BEGIN PROVIDED PASSAGE

Scientists have studied a variety of materials, including polymer gels, bacterial biofilms, and cell membranes, to overcome these roadblocks.

Recent innovations have focused on protecting probiotics in the GI tract. However, they have failed to address how the damaged tissues make the bad bacteria more welcome than the good.

The study’s authors stated: “The harsh physiological environment of the GI tract and, more importantly, the abnormal proliferation of E. coli during colitis limit probiotic colonization.”

Protecting probiotics in the gut

The researchers found that calcium tungsten microgels (CTM) can deliver probiotics to the sites most affected by problematic bacterial overgrowth in mice models with induced colitis and enable the probiotics to colonize the gut there.

The study’s authors discovered that CTM exerts “a protective effect” on probiotics in the GI environment. The microgels also help the probiotics remain in the intestine longer.

END PROVIDED PASSAGE

- YOUR ASSIGNMENT
Please reproduce the passage on probiotics word for word, starting with "Protecting probiotics in the gut" and going on through "the intestine longer.". The lines after this are separate material, not part of the passage on probiotics.

BEGIN COLLECTED MATERIAL

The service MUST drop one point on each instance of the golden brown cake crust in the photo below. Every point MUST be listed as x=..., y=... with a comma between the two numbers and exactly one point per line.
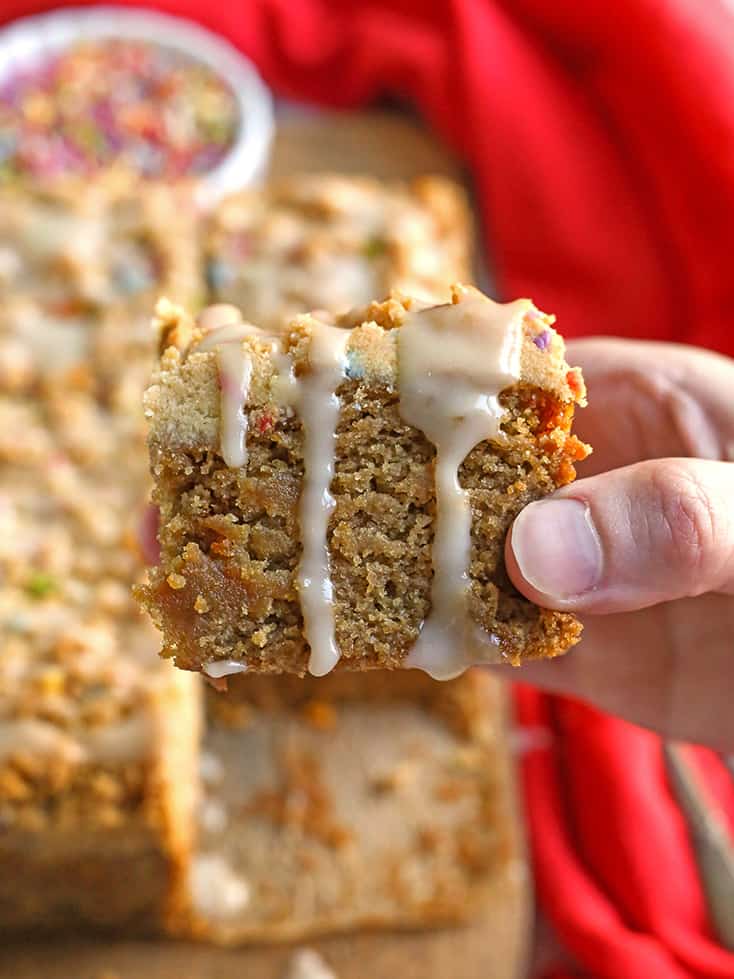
x=348, y=802
x=231, y=542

END COLLECTED MATERIAL

- ANSWER SECTION
Protecting probiotics in the gut

The researchers found that calcium tungsten microgels (CTM) can deliver probiotics to the sites most affected by problematic bacterial overgrowth in mice models with induced colitis and enable the probiotics to colonize the gut there.

The study’s authors discovered that CTM exerts “a protective effect” on probiotics in the GI environment. The microgels also help the probiotics remain in the intestine longer.